#### Set problem:
Copy out the material below word for word, leaving out the pictures.

#### Records supplied:

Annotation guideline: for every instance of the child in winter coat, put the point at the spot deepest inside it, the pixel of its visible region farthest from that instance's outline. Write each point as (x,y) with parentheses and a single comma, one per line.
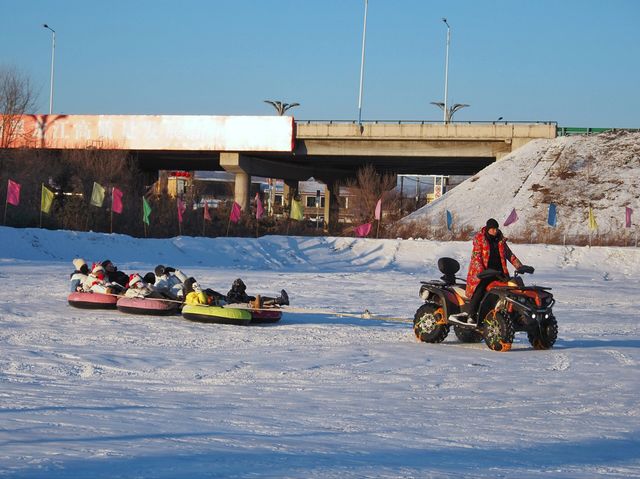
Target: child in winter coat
(79,275)
(238,294)
(139,288)
(96,282)
(193,294)
(169,281)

#### Reply to the task:
Annotation guideline: for every instance of the child in winter coat, put the point at the spot deepest inside it, the pixel of its visible region farthest from that instance's outline. Write each point as (x,y) with parentheses and a single comma, one per line.
Target: child in winter coat
(79,275)
(238,294)
(139,288)
(96,282)
(193,294)
(169,281)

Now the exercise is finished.